_WHAT YOU SHOULD DO_. Display each line of the data below that contains the string "stadium".

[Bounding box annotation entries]

▬▬▬▬▬▬

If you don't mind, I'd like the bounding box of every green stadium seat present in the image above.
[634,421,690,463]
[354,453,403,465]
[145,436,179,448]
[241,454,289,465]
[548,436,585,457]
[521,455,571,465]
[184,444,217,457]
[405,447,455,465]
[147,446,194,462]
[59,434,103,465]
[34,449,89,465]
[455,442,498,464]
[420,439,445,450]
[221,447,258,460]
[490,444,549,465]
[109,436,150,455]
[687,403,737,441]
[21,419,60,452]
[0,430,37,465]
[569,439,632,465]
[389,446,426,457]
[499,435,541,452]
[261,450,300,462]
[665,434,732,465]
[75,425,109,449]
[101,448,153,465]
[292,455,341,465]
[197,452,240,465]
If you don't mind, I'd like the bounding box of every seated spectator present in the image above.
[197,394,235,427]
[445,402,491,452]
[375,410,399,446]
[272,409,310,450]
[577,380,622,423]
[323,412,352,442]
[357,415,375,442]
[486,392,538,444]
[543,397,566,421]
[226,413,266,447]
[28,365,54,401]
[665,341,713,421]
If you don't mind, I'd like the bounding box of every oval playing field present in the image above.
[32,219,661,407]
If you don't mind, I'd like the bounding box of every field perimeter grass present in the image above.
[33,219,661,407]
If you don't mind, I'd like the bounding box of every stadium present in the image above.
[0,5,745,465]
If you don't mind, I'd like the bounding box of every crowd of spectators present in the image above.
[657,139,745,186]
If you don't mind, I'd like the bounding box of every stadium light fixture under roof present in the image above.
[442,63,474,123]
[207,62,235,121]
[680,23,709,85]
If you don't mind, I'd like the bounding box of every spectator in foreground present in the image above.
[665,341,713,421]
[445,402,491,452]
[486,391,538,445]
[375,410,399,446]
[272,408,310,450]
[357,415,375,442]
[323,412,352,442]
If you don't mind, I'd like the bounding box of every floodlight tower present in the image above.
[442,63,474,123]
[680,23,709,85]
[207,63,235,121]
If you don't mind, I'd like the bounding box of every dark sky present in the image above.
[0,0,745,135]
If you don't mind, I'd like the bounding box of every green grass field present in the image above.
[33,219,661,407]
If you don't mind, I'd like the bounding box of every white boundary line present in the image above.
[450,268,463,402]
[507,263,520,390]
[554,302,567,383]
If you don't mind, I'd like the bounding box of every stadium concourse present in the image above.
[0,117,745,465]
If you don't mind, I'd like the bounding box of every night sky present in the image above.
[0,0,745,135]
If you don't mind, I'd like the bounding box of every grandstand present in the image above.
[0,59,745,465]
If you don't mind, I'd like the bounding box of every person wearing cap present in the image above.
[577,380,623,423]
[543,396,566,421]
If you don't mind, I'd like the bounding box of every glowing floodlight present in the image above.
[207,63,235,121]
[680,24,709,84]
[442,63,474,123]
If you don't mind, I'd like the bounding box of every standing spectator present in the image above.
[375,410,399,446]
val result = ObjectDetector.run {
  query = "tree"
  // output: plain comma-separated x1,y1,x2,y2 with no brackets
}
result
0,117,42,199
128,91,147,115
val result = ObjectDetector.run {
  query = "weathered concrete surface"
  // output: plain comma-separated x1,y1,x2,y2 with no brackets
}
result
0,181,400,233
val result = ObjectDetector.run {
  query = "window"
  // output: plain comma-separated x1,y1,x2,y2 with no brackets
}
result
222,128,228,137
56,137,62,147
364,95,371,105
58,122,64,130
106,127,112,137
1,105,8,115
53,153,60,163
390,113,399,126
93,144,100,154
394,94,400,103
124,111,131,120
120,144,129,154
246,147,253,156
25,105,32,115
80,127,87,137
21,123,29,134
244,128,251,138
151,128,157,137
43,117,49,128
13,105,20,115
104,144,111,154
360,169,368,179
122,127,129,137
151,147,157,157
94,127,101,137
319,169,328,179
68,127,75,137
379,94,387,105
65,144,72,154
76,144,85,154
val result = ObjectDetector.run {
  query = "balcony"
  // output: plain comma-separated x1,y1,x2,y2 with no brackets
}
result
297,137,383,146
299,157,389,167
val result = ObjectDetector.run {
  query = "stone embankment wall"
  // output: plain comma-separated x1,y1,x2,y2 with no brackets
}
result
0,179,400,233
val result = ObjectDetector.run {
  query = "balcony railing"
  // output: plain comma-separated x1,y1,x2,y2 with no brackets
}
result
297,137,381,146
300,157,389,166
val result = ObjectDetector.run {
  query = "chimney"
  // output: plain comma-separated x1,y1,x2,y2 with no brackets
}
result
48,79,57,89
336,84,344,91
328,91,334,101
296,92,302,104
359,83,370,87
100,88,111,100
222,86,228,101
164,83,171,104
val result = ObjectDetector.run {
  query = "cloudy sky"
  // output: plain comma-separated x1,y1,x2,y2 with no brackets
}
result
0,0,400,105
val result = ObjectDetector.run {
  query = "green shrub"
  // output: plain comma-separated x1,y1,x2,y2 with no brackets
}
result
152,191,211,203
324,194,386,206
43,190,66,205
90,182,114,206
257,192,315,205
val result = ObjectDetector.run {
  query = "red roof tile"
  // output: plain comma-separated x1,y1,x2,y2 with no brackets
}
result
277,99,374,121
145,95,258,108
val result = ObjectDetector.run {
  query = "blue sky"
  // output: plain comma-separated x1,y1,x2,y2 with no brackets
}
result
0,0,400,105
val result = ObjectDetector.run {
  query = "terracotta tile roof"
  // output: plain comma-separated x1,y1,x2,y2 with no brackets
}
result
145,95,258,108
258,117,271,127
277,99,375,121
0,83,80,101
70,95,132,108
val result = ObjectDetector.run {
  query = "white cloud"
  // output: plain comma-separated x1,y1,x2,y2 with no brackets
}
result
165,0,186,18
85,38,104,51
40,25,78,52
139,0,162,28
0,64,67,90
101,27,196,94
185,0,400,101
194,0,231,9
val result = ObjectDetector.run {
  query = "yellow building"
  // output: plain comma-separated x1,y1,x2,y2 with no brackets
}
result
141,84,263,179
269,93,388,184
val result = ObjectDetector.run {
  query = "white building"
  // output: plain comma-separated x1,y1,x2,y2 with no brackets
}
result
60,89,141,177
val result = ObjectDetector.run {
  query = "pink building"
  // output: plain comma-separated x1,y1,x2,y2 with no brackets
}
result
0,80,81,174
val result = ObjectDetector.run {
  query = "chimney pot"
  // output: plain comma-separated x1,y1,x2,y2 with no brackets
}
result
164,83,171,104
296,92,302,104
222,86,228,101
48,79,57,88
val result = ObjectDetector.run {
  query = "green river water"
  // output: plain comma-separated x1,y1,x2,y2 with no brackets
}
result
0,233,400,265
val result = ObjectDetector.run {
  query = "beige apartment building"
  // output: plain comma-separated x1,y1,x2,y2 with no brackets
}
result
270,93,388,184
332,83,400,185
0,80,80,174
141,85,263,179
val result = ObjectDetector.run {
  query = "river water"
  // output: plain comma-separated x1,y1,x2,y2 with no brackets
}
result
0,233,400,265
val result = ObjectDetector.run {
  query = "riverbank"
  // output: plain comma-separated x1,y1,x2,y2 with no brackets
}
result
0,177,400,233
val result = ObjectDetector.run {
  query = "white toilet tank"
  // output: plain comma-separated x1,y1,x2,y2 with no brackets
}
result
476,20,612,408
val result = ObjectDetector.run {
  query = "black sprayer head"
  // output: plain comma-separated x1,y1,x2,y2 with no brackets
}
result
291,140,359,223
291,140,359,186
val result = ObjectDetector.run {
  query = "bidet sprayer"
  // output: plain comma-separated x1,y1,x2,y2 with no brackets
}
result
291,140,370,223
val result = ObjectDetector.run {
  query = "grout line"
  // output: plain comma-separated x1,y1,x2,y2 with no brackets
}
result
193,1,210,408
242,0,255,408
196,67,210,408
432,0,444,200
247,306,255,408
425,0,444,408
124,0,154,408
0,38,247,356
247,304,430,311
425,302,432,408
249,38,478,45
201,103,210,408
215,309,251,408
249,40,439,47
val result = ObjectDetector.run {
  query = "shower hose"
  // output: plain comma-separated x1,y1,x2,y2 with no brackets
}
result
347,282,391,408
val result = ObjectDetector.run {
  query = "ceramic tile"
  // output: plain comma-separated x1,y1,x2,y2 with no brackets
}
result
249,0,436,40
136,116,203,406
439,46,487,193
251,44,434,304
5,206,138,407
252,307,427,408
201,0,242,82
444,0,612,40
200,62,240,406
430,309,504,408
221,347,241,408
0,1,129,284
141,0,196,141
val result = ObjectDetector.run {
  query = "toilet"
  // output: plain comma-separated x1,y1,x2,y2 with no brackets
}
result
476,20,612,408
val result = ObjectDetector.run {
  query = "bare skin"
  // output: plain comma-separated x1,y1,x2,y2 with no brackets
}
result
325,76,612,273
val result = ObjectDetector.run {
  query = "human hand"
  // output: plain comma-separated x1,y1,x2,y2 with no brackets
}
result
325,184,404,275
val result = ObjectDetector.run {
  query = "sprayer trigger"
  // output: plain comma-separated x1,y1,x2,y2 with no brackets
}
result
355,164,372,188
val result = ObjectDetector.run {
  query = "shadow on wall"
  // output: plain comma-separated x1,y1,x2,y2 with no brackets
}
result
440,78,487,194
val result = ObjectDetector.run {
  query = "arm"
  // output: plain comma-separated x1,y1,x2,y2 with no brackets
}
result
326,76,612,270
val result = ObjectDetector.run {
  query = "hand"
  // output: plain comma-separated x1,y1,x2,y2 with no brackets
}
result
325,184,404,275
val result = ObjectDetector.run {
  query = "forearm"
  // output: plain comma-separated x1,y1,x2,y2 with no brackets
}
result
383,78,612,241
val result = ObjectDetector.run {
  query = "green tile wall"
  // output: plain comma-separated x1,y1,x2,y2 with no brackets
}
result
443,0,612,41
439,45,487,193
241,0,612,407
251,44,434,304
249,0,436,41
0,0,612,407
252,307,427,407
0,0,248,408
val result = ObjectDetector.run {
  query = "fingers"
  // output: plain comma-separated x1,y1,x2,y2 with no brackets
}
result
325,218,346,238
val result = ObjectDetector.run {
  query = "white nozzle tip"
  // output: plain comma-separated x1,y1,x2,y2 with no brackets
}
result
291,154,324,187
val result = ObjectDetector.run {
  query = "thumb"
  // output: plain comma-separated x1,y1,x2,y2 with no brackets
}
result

▬▬▬▬▬▬

_ANSWER TO THIS EXERCISE_.
If you don't mind, I'd like the bounding box of every green stadium seat present in the image above.
If you don't mind, I'd like the bounding box of every stadium present in the image above.
If you don't mind, I'd like the bounding box of every stadium light fixture under roof present in the image above.
If you don't mind, I'd like the bounding box of every stadium concourse present in the image above.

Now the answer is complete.